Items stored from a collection
• • • •
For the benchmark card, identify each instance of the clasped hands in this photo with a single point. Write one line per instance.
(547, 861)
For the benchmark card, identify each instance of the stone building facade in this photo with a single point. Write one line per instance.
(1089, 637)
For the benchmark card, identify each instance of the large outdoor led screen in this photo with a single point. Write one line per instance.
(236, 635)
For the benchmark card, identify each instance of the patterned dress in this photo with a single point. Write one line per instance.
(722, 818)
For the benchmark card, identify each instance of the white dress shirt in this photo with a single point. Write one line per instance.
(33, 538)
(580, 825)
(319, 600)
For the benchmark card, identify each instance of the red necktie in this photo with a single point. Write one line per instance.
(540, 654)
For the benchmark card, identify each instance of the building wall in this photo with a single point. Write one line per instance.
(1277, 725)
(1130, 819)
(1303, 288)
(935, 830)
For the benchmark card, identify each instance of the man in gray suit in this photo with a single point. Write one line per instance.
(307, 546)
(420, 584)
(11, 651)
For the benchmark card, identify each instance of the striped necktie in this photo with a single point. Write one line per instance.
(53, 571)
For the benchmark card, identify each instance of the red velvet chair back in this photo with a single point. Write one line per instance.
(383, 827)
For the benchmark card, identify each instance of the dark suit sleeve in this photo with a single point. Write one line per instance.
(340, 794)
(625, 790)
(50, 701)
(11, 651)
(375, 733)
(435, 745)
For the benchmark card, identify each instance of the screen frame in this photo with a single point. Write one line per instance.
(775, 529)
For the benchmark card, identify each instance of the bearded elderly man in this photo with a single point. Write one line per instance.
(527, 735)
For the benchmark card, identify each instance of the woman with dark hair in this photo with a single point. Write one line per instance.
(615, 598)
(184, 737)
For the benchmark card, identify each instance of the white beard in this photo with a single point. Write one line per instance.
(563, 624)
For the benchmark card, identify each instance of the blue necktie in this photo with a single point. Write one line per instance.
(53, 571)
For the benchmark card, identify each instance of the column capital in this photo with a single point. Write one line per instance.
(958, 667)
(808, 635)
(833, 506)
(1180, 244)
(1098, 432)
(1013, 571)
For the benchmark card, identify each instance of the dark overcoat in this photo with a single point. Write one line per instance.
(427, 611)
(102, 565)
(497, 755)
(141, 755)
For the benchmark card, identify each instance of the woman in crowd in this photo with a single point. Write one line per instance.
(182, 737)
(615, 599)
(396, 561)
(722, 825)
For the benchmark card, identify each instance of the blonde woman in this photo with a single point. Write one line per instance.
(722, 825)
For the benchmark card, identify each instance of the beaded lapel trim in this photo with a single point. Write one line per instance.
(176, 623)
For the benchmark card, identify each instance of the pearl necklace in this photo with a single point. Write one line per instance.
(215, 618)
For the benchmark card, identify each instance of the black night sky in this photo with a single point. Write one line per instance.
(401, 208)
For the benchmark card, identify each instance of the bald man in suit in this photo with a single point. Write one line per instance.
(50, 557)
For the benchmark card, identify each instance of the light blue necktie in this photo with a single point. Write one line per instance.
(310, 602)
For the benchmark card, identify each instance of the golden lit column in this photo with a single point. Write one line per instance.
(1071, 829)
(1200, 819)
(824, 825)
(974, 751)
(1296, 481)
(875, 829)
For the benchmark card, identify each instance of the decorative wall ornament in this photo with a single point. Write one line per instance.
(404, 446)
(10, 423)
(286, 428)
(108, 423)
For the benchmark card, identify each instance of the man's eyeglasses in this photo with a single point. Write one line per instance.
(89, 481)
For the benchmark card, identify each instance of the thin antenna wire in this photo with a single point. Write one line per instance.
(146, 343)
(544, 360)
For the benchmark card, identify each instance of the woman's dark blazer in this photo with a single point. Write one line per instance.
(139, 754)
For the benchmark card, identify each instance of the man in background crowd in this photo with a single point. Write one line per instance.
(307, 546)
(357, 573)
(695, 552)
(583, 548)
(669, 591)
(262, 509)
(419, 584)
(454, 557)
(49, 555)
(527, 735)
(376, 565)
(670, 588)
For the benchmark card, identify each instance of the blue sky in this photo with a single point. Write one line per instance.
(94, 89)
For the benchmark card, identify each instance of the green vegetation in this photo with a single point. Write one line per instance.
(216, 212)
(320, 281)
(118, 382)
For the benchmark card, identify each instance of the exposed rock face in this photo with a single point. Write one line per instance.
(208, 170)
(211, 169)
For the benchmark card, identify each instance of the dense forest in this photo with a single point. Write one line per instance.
• • • •
**Task directions**
Return all of the entries above word for word, changing nothing.

**Final result**
For the benchmark card, identify each instance of the clasped hands in this photo with a single point. Write one line per instance.
(547, 861)
For the benchmark card, identify each instance of the stone building facade in this photo with a single point. Write one line per instance.
(1089, 637)
For the benchmark card, identify each instance of the large outdoor led screen in this photo with a single point. Write one line per instance.
(236, 635)
For the benchmark card, identify each instance of the patterned dress in this photo with a single point. Write one line per instance.
(722, 818)
For the benchmark card, identify each instance of the white dress shirt in this photo with a single point. Write one line per instance.
(33, 538)
(580, 825)
(319, 600)
For the benchmark card, identify each instance of the red necktie in this photo with a single point. Write one line per instance.
(540, 654)
For the benchmark card, identify each instance of the building wall in this photo with a single point. Write one line per instance.
(1277, 725)
(1130, 819)
(1303, 288)
(935, 830)
For the benchmark card, identify each instance of the man in gray suit in this photo with a single point. Write one line per instance.
(307, 546)
(420, 584)
(11, 651)
For the benchmark card, identify each instance of the striped necktie in this photo with a single point. Write one line per instance.
(53, 571)
For the benchmark card, identify each instance of the red velvet chair back in this photo with a single point. Write one line per instance.
(383, 827)
For the benchmark card, identify each instance of the dark suit sleeve in this photo with a single point. Write one line per instance.
(340, 794)
(625, 790)
(50, 701)
(11, 651)
(375, 733)
(435, 745)
For the benchmark card, identify each instance of the screen frame in this photo with a single point. Write one line per instance.
(775, 529)
For the benchmark card, identify each instance of the bearded elderly man in this photo with a single point. Write one line per instance.
(527, 735)
For the benchmark card, identify each instance of the woman with dark hair in this photo with a single point. Write one line per instance.
(615, 598)
(184, 737)
For the benchmark card, identify each instance of the white beard in this photo with a single point. Write one line per instance.
(563, 624)
For the benchmark card, identify each instance of the blue necktie in this photo with a single point. Write one line per instance.
(53, 571)
For the benchmark card, identify each instance of the column capital in this photo with a single point. Write one line per instance.
(958, 667)
(808, 635)
(833, 506)
(1180, 244)
(1098, 432)
(1013, 571)
For the benchmark card, identify each instance of the dark overcoat in this photo with a single point. Write one line per instance.
(427, 611)
(102, 565)
(497, 755)
(141, 755)
For the benchmark card, identify each instance of the woman in crowd in this photo with a single point. Write one line per instance.
(182, 737)
(615, 599)
(396, 561)
(722, 825)
For the benchmark card, identify each instance of the blonde woman in this photo with a single point. Write one line per instance.
(722, 825)
For the benchmark card, identify each instance of the beaded lapel trim in this photo with a single point. Write one line per instance.
(176, 623)
For the benchmark card, identify each instance of the pearl necklace in this photo with a single point. Write one line per instance.
(215, 618)
For the benchmark card, identify each instance of the black night sky in this photo with a single point. Write one line per instance.
(401, 208)
For the benchmark card, identify each instance of the bald man in suit in this photo with a single point. Write one line per instance.
(50, 557)
For the benchmark card, identify each instance of the light blue necktie in this photo with a single point. Write one line per instance.
(310, 602)
For the benchmark card, identify each instance of the golden lit column in this photo with a single point. Write one line per instance.
(1071, 829)
(1200, 819)
(824, 825)
(974, 751)
(1296, 481)
(875, 829)
For the benchmark card, identify each instance of the decorative wall ornament in this photo with a single point. Write one line per instance.
(404, 446)
(10, 423)
(286, 428)
(108, 423)
For the benchmark card, identify each instance of the man's eyeglasses in this photo with a single point. Write one line per instance.
(89, 481)
For the benchmark card, identify each instance of the thin antenna wire in this photo with a single point. Write one line per instance.
(146, 343)
(544, 360)
For the benchmark card, identify each instance of the woman's dark blazer in this photo with a single point. Write one line per instance.
(139, 754)
For the benchmark card, identify each instance of the man in background crowd in this photo with a single point. Write one line per instance.
(307, 546)
(357, 573)
(695, 552)
(583, 548)
(669, 591)
(262, 509)
(419, 584)
(454, 557)
(49, 555)
(527, 735)
(376, 565)
(670, 588)
For the benchmark card, identify each instance of the blue sky in this photo with a single point. Write one line per instance.
(94, 89)
For the benchmark card, identify each instance of the green vegetation in this photo with a single point. Write one line per instance.
(216, 212)
(320, 281)
(118, 382)
For the benchmark card, identify each instance of the exposed rock face in this photo with a single point. Write one line per instance.
(208, 170)
(211, 169)
For the benchmark card, identify each instance of the dense forest in this photo with a single point. Write one line per instance.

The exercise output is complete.